Action item: Even if a line seems odd, print it as it is, and include every record.

[Referring expression data]

<<<<

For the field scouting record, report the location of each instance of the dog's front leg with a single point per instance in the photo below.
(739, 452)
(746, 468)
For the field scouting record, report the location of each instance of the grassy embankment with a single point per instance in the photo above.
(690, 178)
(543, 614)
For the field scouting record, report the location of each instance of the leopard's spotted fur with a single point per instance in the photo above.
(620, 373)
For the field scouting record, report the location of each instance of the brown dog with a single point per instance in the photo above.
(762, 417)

>>>>

Exercise answer:
For the field scouting record, report the location of each instance of the dog's front leg with a single point per instance in the photo below.
(739, 452)
(746, 468)
For the field scouting record, report the location of each instance of the grassy embankment with a single point per instance in the photo above.
(690, 178)
(543, 614)
For the field scouting record, report the location of each instance of the leopard's spotted fur with a single point per instance in the photo above.
(620, 373)
For the field scouting record, report the location of each instance of the brown dog with a single point per instance in the photo above.
(762, 417)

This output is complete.